• Given task: Reproduce verbatim the portion of the financial aid forum thread below that runs from "Parent of Two, Highly" to "do the same.".

-- begin Extracted text --

Parent of Two, Highly Knowledgeable in Financial Aid Matters - ASK ME ANYTHING!

@kelsmom do you remember the poster who was able to correct the rollover online? I’ve been searching and can’t find it. That poster actually helped another do the same.

I found the names. The first to do it was @bxgirl , and @phemrajani was also able to do it. I still don’t know how they got so lucky!

I called the FAFSA number and they sent me a copy of my SAR. I made the change by hand based on directions from one of these threads (I’d have to find it) and then I mailed the change back in. FAFSA sent me an email a couple of weeks later saying that the change had been made. You’ll also probably want to call each school to double check that they received the new EFC. Let me know if you have any questions that I can help with.


@reenielo read the above post!!!

Here was the old thread about rollovers:

I was the one who corrected it, but it was not online, they sent me the paper work and I had to mail it back.

The caveat is I did the correction, some other college came in and overwrote my data. There was no traceability on who did it, I called FAFSA and asked them how can they build a system where the college can change it and nobody can tell me who changed it. They asked me to call all 10 colleges and see who changed it, so I just called the one college where my child will go and asked them what they have on the file, it is a CSS school so I am safe that they have correct information.

-- end Extracted text --
-- begin Supplied information --

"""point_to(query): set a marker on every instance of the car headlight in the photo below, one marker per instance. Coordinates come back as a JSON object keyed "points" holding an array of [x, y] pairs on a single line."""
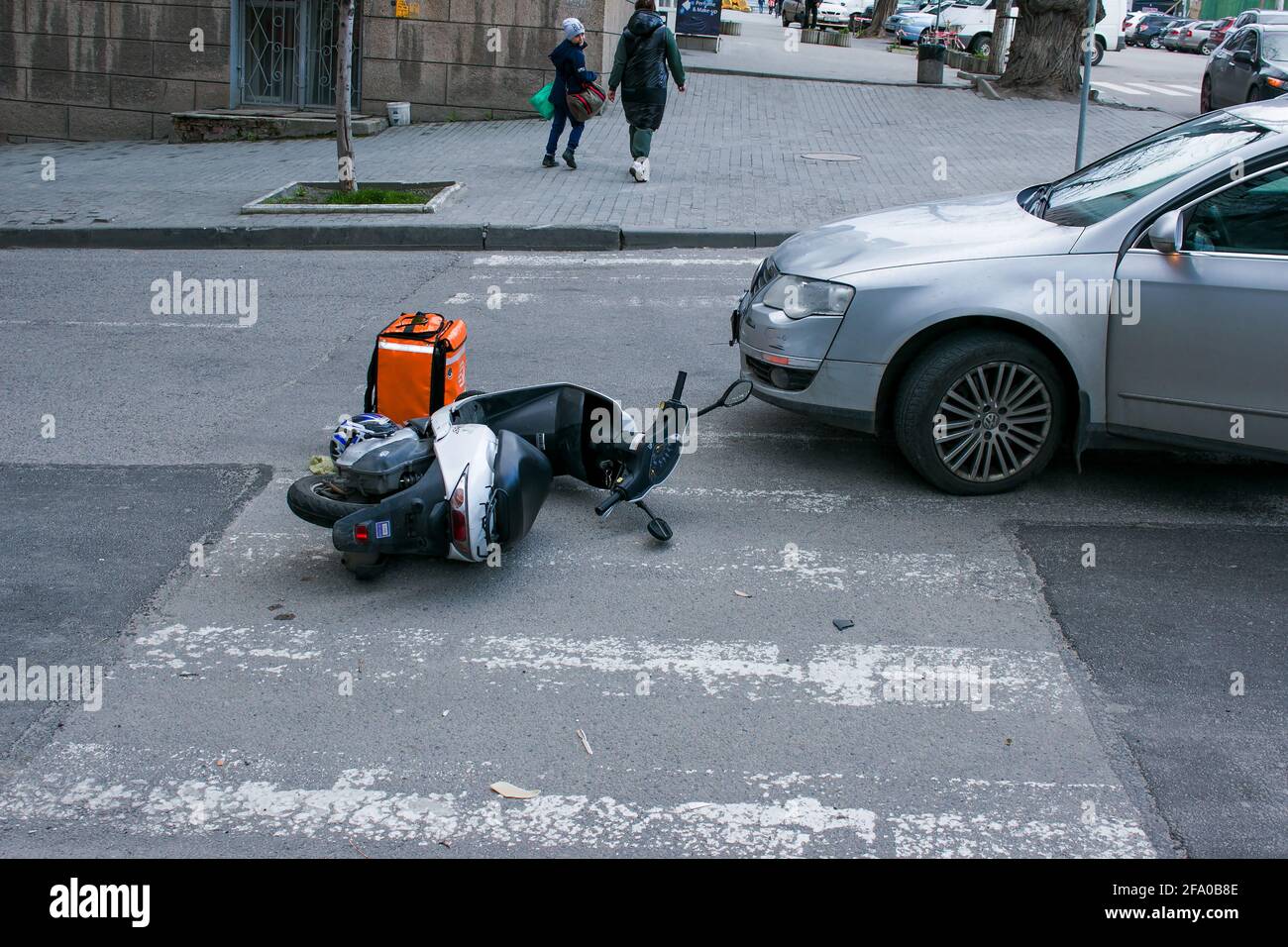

-- end Supplied information --

• Written response:
Parent of Two, Highly Knowledgeable in Financial Aid Matters - ASK ME ANYTHING!

@kelsmom do you remember the poster who was able to correct the rollover online? I’ve been searching and can’t find it. That poster actually helped another do the same.